*PROBLEM TO WORK ON:* Starting with the line that contains "Task: point out each instance of the decorative", set down each line through the end of the entries below, exactly and with nothing added.

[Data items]
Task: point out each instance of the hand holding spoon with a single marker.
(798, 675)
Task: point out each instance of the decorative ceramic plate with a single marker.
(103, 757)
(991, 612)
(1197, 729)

*YOUR RESPONSE:*
Task: point out each instance of the decorative ceramic plate with a single marker.
(103, 757)
(991, 612)
(1197, 729)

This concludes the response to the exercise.